──────── Provided material ────────

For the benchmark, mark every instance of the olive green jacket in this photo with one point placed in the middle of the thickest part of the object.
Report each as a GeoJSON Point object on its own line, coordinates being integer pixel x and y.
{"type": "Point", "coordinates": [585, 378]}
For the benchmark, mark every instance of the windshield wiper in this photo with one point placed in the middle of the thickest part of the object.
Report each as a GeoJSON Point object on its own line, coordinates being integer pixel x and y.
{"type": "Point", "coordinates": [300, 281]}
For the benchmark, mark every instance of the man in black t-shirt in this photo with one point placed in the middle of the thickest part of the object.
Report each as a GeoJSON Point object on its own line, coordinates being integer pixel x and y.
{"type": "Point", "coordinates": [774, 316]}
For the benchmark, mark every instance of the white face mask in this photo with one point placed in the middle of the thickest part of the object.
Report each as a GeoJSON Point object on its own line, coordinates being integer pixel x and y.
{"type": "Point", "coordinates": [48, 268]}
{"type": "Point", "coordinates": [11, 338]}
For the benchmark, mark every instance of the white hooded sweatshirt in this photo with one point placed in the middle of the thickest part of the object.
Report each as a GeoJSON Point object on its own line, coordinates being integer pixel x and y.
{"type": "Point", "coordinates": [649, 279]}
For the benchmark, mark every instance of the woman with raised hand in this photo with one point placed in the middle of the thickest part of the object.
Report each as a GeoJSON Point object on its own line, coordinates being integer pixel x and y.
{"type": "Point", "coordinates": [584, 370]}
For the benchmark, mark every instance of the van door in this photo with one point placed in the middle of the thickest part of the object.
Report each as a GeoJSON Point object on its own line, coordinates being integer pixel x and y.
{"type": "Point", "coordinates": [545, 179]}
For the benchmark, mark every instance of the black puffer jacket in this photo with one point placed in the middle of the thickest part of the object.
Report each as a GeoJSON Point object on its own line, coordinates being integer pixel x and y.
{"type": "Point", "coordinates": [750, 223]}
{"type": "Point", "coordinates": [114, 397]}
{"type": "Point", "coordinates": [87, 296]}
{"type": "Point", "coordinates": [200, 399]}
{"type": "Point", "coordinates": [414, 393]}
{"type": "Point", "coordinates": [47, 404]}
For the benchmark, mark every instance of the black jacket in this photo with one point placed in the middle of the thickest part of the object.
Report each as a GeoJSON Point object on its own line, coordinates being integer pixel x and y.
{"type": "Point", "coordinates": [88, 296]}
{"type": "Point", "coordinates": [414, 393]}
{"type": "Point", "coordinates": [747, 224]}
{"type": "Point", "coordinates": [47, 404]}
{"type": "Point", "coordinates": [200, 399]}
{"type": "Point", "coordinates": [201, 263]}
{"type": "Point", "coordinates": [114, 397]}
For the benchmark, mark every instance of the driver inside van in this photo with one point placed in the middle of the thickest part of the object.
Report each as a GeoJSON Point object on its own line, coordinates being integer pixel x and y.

────────

- [Work required]
Print all of the records above again, word for word and in the same order.

- [Expected answer]
For the benchmark, mark every instance of the olive green jacket in this photo with one point placed in the middle of the thickest part of the object.
Report each as a GeoJSON Point object on its own line, coordinates being integer pixel x and y.
{"type": "Point", "coordinates": [585, 378]}
For the benchmark, mark every instance of the windshield wiper in this photo with one point placed in the middle of the thickest part of the object.
Report each as a GeoJSON Point object on its own line, coordinates being integer pixel x and y.
{"type": "Point", "coordinates": [300, 281]}
For the benchmark, mark every instance of the man in black t-shirt in this photo with one point placed in the middle of the thickest part of the object.
Report each as a GeoJSON Point object on its own line, coordinates being integer pixel x and y.
{"type": "Point", "coordinates": [774, 316]}
For the benchmark, mark every instance of the white face mask in this photo with one point placed in the middle of the thickest part of the object.
Report each as a GeoJSON Point object on its own line, coordinates being integer pixel x and y.
{"type": "Point", "coordinates": [48, 268]}
{"type": "Point", "coordinates": [11, 338]}
For the benchmark, mark every instance of the white hooded sweatshirt in this photo with one point placed in the middle of the thickest part of the object.
Report each as a GeoJSON Point object on its own line, coordinates being integer pixel x and y.
{"type": "Point", "coordinates": [649, 279]}
For the benchmark, mark every instance of the woman with raised hand in this photo with one point placed in the middle of the thickest part of the object.
Report each as a GeoJSON Point object on its own line, coordinates being integer pixel x and y.
{"type": "Point", "coordinates": [584, 370]}
For the benchmark, mark every instance of the van door in this photo with one point placed in the middle of the thickest part of the object.
Report each as a GeoJSON Point object on its own line, coordinates being integer pixel x and y.
{"type": "Point", "coordinates": [545, 179]}
For the benchmark, mark every instance of the black puffer jacket in this photo with one point placed in the middle of the thickest part of the object.
Report each as a GeoJSON Point object on its own line, coordinates being integer pixel x and y.
{"type": "Point", "coordinates": [750, 223]}
{"type": "Point", "coordinates": [114, 397]}
{"type": "Point", "coordinates": [87, 296]}
{"type": "Point", "coordinates": [200, 399]}
{"type": "Point", "coordinates": [414, 393]}
{"type": "Point", "coordinates": [47, 404]}
For the benchmark, mark every instance of the black jacket in this photo with one point placed in the middle of the thickest part of the object.
Report each as a GeoJSON Point object on its own line, coordinates being integer pixel x and y.
{"type": "Point", "coordinates": [88, 296]}
{"type": "Point", "coordinates": [414, 393]}
{"type": "Point", "coordinates": [747, 224]}
{"type": "Point", "coordinates": [47, 404]}
{"type": "Point", "coordinates": [200, 399]}
{"type": "Point", "coordinates": [201, 263]}
{"type": "Point", "coordinates": [114, 397]}
For the benchmark, mark every instance of the driver inside van in this photo with one point placed in the middle of the thickest part of the object.
Report each as a GeoJSON Point object on its own line, coordinates being integer pixel x and y.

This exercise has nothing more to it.